───── Reading text ─────

UK retail investor chatter on London South East and ADVFN over the past two weeks has shifted from cautious to constructively positive on BP. The triggers identified by forum participants include the Q1 profit doubling, the Castrol disposal closing successfully at $10.1 billion, the analyst upgrade cycle led by Argus and RBC, and the Uzbekistan exploration entry as a sign of strategic intent. The 4.53% dividend yield is being cited as a meaningful floor on the investment case, particularly for investors building income portfolios in self-invested personal pensions and ISAs.

The bull thesis on retail forums is that BP at 548p offers exposure to elevated oil prices through 2026, a credible deleveraging programme, a clear new chief executive with strong US technical credentials, and a dividend yield well above the FTSE 100 average. The downside is capped by the disposal pipeline visibility, which provides hard cash receipts even if the oil price reverts. The asymmetry, in the bull view, is more favourable than at any point since the 2020 dividend cut.

The bear thesis on the same forums points to BP’s structural underperformance versus ExxonMobil and Chevron, the recurring takeover chatter that has never materialised into an offer, the activist Elliott stake that may or may not push for a more radical restructuring, and the question of whether any UK supermajor can ever close the valuation gap with US peers given different regulatory regimes, tax structures and ESG investor bases. The current share price already reflects most of the war-driven upside, and the path back to the 2024 lows of around 350p is not implausible if oil reverts and disposals disappoint.

Key catalysts and watchpoints for BP shareholders over the summer of 2026

  • BP shares rose 1.41% to 548.30p on May 15, 2026 despite going ex-dividend for the $0.499 final payment, implying an underlying intraday positive move of over 2.0% driven by analyst upgrades and the May 13 Uzbekistan production sharing contract entry.

───── Extracted records ─────

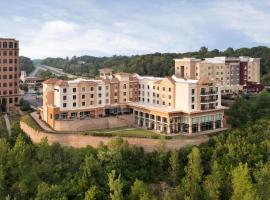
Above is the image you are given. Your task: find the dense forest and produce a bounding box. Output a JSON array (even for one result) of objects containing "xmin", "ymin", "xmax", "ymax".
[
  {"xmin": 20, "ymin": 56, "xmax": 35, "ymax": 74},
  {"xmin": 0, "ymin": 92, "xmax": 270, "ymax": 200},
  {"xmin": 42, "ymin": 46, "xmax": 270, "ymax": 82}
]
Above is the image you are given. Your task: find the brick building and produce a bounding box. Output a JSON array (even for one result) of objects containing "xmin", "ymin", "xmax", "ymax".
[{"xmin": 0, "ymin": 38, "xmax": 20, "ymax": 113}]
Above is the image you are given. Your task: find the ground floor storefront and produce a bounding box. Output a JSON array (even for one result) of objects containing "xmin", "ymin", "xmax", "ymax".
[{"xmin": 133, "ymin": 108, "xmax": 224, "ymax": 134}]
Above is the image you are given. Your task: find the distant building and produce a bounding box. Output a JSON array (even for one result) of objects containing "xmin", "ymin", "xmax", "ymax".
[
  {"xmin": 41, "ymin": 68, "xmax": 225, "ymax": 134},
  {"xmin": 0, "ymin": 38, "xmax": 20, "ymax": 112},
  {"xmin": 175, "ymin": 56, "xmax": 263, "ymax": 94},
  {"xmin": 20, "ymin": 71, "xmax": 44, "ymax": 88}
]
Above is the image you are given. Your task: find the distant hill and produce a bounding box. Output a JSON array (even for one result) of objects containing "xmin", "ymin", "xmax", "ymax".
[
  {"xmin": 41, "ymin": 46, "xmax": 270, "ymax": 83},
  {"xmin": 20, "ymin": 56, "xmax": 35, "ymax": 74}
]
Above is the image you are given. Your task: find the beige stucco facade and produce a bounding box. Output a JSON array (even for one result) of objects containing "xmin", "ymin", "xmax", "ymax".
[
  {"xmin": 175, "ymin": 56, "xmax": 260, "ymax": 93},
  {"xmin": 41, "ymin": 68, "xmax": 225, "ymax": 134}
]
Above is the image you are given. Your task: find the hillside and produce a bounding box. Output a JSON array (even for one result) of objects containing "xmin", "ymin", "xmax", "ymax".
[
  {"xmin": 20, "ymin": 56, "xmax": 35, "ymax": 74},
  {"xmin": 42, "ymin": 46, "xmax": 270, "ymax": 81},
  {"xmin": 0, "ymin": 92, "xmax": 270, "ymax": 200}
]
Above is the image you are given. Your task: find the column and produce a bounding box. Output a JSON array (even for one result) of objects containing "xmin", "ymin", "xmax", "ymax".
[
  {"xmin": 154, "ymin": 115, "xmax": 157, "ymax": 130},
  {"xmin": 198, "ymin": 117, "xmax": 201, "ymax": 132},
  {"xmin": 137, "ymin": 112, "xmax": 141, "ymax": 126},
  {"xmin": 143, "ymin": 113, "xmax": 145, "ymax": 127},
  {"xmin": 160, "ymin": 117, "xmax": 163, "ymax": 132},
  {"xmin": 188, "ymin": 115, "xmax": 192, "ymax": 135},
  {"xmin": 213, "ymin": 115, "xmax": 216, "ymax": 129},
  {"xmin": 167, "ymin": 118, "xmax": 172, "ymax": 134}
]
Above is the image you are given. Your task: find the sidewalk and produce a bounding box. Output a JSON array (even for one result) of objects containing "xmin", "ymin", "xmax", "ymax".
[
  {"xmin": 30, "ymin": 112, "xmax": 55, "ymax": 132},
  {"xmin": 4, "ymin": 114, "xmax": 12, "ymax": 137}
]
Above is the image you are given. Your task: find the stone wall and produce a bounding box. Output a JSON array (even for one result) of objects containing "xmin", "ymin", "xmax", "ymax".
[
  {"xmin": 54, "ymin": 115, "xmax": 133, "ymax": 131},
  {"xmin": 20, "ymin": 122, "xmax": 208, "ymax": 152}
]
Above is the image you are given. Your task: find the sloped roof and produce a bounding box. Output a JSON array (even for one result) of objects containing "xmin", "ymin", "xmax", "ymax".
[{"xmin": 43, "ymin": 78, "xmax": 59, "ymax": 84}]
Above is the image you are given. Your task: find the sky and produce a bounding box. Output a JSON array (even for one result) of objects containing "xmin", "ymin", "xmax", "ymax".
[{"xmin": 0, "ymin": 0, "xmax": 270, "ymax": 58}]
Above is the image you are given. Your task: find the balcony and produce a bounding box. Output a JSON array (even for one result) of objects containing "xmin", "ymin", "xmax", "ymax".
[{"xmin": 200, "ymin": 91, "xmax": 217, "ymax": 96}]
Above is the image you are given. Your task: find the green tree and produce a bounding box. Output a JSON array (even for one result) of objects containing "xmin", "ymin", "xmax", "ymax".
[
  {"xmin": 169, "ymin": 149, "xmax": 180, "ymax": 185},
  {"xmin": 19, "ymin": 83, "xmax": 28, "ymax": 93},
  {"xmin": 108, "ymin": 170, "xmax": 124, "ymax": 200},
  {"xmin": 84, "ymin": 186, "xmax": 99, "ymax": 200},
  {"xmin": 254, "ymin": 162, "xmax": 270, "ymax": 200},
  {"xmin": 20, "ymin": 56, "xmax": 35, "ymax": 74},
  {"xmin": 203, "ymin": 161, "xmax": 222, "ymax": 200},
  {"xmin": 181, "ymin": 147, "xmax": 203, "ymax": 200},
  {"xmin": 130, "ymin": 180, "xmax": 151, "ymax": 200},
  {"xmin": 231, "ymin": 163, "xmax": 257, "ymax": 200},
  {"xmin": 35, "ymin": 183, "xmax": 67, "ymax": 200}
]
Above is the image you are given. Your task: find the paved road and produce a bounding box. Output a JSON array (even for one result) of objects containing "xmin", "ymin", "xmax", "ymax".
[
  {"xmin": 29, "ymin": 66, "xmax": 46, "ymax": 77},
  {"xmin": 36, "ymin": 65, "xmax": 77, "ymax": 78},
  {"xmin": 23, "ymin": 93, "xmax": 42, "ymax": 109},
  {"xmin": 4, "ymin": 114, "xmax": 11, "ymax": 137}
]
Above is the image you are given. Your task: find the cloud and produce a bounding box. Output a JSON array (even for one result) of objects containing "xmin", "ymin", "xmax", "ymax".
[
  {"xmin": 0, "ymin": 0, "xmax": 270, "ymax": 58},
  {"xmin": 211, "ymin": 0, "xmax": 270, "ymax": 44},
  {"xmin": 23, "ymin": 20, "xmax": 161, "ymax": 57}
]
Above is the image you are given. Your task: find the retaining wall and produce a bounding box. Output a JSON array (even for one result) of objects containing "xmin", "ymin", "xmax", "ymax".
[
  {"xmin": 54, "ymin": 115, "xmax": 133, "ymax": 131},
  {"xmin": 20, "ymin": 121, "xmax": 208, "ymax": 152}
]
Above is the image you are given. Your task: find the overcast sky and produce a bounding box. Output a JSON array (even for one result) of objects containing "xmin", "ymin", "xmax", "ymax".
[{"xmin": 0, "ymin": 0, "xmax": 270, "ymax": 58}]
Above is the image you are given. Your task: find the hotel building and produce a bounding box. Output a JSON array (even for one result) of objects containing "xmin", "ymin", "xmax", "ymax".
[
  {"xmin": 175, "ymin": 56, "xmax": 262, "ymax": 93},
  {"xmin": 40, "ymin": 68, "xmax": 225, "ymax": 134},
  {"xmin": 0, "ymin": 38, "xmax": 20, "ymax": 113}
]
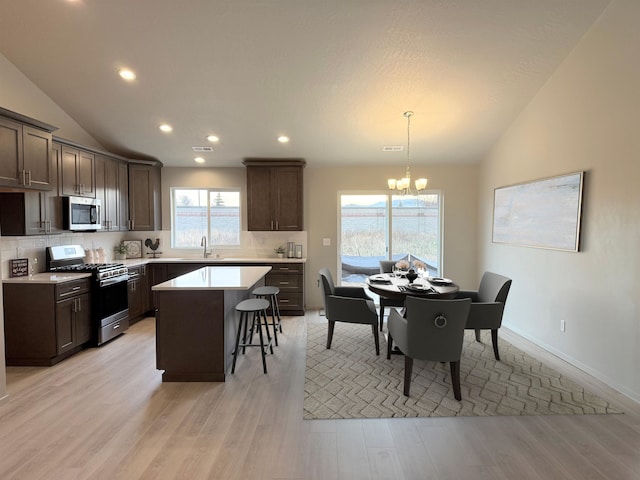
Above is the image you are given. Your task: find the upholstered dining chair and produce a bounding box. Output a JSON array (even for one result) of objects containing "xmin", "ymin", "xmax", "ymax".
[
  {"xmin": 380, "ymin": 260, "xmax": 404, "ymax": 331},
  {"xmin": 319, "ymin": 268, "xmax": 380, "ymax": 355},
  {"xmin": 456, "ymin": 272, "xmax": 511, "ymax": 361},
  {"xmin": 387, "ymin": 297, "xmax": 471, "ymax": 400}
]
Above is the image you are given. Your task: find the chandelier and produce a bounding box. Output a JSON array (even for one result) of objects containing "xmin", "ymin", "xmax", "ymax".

─────
───── Extracted records ─────

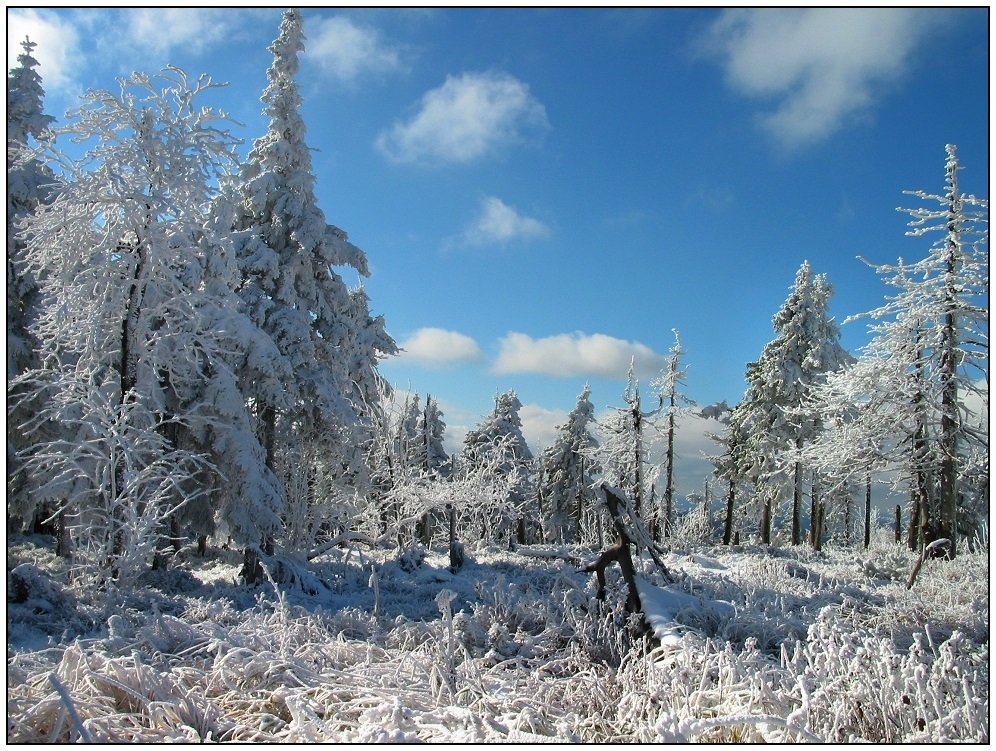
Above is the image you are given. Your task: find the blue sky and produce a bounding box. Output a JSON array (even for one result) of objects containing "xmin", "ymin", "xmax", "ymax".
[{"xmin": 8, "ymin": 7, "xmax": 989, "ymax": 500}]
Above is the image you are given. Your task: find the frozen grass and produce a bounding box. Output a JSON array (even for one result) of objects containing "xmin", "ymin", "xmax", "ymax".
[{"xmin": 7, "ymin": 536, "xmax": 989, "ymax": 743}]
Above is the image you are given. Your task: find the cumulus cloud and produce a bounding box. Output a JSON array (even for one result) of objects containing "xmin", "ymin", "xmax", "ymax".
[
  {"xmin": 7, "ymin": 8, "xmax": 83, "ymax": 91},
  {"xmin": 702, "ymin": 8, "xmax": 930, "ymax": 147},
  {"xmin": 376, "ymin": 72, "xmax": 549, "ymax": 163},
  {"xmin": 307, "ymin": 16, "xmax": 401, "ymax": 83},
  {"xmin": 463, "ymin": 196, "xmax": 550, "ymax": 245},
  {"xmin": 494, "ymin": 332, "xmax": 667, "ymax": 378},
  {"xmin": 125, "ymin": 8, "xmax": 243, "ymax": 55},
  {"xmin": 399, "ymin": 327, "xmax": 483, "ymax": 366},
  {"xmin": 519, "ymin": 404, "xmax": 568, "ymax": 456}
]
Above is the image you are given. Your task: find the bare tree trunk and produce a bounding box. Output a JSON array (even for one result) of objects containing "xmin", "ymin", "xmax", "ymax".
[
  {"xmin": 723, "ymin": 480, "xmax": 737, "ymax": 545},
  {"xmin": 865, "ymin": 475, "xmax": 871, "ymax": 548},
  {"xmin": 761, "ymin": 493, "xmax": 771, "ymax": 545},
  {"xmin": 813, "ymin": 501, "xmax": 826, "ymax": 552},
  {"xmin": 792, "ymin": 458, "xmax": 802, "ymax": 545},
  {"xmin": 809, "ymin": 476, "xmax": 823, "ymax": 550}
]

─────

* Exercises
1. Translate this sentence from the text on BP into Spanish: "The asymmetry, in the bull view, is more favourable than at any point since the 2020 dividend cut."
2. Transcribe the part of the text on BP that begins at the words "Key catalysts and" and stops after "sharing contract entry.".
Work from the text on BP alone, not from the rows.

* Solutions
1. La asimetría, según la visión alcista, es más favorable que en cualquier momento desde el recorte del dividendo de 2020.

2.
Key catalysts and watchpoints for BP shareholders over the summer of 2026

  • BP shares rose 1.41% to 548.30p on May 15, 2026 despite going ex-dividend for the $0.499 final payment, implying an underlying intraday positive move of over 2.0% driven by analyst upgrades and the May 13 Uzbekistan production sharing contract entry.